**提示文**
11月28日、この日の予報は曇り、最高気温13度、最低気温8度の予想。
例年より温かいとは言え、11月も終わりとなれば山口県でもさすがに寒くなってきた。
歩きたいのは歩きたいのだが、出来るだけ楽をして、なおかつ眺望の良い山はないものかと検索をすると長門市の花尾山が見つかった。
これだな。行ってみよう。
花尾山への入り方
花尾山へは美祢市の如意ヶ岳側からも入れるようだが、最も整備されているという長門市の渋木方面からのコースを取ることにした。
市の尾構造改善センターまで
美祢から別府弁天池に向かい、これを越えて、於福から湯本温泉に向けて車を走らせる。
途中、弁天池辺りで如意ヶ岳(頂上付近に赤白の鉄塔が立っているので目印になる)を右に見て、左を舐めていきあれが花尾山だなとアタリをつけた。
花尾山の特徴は長門富士とも呼ばれる三角形、あと頭の部分がハゲ。うむ、写真の真ん中の山に違いないだろう。
花尾山への行き方を簡単に。
於福から湯本温泉に向けて走りトンネルを2つ越える。しばらく行くと268号線に曲がる大きな看板があるのでこれを右。
よく見ると花尾山登山道入口の看板も下に付いていた。
268号をしばらく進むとカーブの手前に花尾山登山道の看板がある。矢印通りにこれを右。
ここからは一本道。
青い橋を渡るとT字路になっているが、これを右に曲がれば10m先に市の尾構造改善センターがある。
市の尾構造改善センター
市の尾構造改善センターさんが、花尾山の登山者に対してあまりにもウェルカムだったので、章立てしてご紹介したい。
まずは駐車場の話。
市の尾構造改善センターらしき場所について、ここかなあ、ここに停めて良いのかなあと周りを見回すと、花尾山登山者駐車場の看板を見つけた。
市の尾構造改善センター前の駐車場に車を停めて良いのだ。

**出題 a**
レコードのうち、「Please pick out the fireplace opening」を含む行から始まり、レコードの最後の行で終わる部分を、両端の行も含めて一字一句変えずにもう一度書いてください。
提示文とレコードは互いに関係がありません。

[位置特定のレコード]
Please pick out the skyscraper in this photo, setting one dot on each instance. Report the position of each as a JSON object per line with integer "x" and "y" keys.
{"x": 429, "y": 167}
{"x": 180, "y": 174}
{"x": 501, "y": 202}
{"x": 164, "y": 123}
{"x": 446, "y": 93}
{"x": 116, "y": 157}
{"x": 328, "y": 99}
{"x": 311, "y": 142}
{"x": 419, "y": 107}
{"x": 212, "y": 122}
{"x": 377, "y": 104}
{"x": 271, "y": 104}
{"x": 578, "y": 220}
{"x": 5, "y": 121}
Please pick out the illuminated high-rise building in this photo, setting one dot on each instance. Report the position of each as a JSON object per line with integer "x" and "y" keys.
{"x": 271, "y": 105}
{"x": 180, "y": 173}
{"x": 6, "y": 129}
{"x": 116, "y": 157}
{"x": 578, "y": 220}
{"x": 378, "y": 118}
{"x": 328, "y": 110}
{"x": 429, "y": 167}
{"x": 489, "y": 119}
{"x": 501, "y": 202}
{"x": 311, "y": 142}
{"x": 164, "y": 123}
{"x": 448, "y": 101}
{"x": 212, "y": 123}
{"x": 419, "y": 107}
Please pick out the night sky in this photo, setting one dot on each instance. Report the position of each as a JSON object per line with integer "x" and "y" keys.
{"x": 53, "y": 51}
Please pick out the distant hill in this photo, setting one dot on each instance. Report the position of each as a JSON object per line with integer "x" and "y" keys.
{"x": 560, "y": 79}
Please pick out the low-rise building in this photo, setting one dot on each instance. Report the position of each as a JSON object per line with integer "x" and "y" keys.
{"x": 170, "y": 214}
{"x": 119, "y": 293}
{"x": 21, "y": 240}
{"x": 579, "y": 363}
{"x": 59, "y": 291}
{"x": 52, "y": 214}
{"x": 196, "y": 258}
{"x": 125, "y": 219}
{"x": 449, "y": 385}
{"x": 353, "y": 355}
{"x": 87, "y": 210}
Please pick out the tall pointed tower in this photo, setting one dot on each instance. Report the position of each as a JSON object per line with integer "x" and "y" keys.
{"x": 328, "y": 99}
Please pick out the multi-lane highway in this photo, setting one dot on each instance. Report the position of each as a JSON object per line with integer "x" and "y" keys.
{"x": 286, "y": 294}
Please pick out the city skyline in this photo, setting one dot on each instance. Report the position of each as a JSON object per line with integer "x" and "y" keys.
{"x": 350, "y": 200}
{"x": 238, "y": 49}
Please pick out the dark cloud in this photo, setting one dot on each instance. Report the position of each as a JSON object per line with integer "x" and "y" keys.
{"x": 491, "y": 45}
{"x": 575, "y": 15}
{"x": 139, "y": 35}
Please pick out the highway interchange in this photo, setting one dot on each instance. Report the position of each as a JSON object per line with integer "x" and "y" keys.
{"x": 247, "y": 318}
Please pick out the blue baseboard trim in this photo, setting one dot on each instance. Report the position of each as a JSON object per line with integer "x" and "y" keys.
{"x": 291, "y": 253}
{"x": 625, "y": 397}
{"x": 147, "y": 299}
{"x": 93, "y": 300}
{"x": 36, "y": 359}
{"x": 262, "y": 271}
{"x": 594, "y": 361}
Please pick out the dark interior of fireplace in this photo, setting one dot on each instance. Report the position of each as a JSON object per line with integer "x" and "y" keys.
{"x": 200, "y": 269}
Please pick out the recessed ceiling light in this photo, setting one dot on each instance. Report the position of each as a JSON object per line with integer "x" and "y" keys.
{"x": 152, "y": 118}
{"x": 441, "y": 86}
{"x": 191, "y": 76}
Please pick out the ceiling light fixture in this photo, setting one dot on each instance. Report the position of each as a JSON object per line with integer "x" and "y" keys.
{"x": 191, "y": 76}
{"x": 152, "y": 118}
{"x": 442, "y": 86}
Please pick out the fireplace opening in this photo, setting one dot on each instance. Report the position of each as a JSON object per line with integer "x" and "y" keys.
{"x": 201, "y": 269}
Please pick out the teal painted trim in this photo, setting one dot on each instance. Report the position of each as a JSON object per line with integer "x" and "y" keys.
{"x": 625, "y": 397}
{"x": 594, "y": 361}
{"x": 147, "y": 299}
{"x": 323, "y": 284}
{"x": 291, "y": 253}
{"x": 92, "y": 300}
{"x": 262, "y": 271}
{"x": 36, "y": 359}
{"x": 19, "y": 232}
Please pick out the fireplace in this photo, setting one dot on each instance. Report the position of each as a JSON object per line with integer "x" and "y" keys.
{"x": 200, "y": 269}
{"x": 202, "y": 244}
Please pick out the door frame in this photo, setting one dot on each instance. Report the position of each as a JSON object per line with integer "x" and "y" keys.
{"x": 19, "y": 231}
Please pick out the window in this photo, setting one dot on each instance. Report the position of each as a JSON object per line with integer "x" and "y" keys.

**出題 b**
提示文の「これだな。行ってみよう。」から始まり「がある。矢印通りにこれを右。」で終わる部分を、「看板」を「標識」に置き換えて書き直してください。

**解答 a**
Please pick out the fireplace opening in this photo, setting one dot on each instance. Report the position of each as a JSON object per line with integer "x" and "y" keys.
{"x": 201, "y": 269}
Please pick out the teal painted trim in this photo, setting one dot on each instance. Report the position of each as a JSON object per line with integer "x" and "y" keys.
{"x": 625, "y": 397}
{"x": 594, "y": 361}
{"x": 147, "y": 299}
{"x": 323, "y": 284}
{"x": 291, "y": 253}
{"x": 92, "y": 300}
{"x": 262, "y": 271}
{"x": 36, "y": 359}
{"x": 19, "y": 232}
Please pick out the fireplace in this photo, setting one dot on each instance. Report the position of each as a JSON object per line with integer "x" and "y" keys.
{"x": 200, "y": 269}
{"x": 202, "y": 244}
Please pick out the door frame in this photo, setting one dot on each instance. Report the position of each as a JSON object per line with integer "x" and "y" keys.
{"x": 19, "y": 231}
Please pick out the window in this photo, setting one dot on each instance. Report the position of each as a JSON object per line with integer "x" and "y" keys.

**解答 b**
これだな。行ってみよう。
花尾山への入り方
花尾山へは美祢市の如意ヶ岳側からも入れるようだが、最も整備されているという長門市の渋木方面からのコースを取ることにした。
市の尾構造改善センターまで
美祢から別府弁天池に向かい、これを越えて、於福から湯本温泉に向けて車を走らせる。
途中、弁天池辺りで如意ヶ岳(頂上付近に赤白の鉄塔が立っているので目印になる)を右に見て、左を舐めていきあれが花尾山だなとアタリをつけた。
花尾山の特徴は長門富士とも呼ばれる三角形、あと頭の部分がハゲ。うむ、写真の真ん中の山に違いないだろう。
花尾山への行き方を簡単に。
於福から湯本温泉に向けて走りトンネルを2つ越える。しばらく行くと268号線に曲がる大きな標識があるのでこれを右。
よく見ると花尾山登山道入口の標識も下に付いていた。
268号をしばらく進むとカーブの手前に花尾山登山道の標識がある。矢印通りにこれを右。